Transcribe precisely those lines of the listing that fall between the line containing "the white pillar" and the last line, inclusive of both.
>>>>>
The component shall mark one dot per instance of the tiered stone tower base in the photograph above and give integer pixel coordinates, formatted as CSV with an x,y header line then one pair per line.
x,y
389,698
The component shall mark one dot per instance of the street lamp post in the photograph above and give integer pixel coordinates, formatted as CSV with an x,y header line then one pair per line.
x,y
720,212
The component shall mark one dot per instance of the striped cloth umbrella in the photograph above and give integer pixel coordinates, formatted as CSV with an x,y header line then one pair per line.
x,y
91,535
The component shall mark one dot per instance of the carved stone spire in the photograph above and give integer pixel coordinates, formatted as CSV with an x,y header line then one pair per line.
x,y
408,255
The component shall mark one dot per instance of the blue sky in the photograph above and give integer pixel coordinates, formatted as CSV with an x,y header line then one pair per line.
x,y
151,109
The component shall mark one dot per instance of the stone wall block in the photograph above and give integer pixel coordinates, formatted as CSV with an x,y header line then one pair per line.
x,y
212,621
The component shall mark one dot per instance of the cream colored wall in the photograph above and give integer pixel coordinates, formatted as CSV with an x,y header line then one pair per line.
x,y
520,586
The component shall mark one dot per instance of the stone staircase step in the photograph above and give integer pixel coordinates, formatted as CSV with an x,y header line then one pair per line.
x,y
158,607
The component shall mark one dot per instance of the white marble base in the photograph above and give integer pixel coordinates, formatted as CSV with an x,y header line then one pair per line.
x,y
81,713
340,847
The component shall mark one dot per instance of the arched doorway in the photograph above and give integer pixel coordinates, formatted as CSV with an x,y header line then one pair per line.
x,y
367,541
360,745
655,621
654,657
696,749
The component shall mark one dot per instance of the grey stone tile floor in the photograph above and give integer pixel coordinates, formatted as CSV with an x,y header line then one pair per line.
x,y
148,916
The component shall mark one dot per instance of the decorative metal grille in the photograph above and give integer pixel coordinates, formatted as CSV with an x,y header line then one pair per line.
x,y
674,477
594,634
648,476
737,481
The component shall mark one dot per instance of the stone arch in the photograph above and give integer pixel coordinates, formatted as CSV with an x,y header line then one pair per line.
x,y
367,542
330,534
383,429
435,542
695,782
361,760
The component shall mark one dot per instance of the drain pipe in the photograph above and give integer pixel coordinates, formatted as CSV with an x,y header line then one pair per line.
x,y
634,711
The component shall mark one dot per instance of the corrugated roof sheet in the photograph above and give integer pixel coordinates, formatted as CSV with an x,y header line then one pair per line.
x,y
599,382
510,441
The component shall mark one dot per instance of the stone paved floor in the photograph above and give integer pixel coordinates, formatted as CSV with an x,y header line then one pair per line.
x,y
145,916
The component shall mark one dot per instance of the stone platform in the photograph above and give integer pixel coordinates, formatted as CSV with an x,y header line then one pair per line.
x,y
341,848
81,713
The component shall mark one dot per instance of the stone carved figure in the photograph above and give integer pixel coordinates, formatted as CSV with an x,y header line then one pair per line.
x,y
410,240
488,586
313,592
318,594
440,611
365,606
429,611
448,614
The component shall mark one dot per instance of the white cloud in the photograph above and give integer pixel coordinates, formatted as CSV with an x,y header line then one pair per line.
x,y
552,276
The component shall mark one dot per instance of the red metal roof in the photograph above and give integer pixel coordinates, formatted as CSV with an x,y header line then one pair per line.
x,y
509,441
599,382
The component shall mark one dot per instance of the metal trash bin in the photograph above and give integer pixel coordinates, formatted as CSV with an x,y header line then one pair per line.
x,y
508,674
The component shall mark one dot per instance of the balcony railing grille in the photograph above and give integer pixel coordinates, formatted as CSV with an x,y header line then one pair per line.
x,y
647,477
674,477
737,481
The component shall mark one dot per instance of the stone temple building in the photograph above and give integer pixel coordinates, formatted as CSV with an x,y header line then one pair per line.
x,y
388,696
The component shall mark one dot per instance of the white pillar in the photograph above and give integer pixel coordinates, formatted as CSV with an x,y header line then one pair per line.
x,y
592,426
<<<<<
> Exercise solution:
The component shall mark one dot per instance of the white pillar in the photograph above and give integer pixel coordinates, formatted as CSV with an x,y header line then one pair per line.
x,y
592,426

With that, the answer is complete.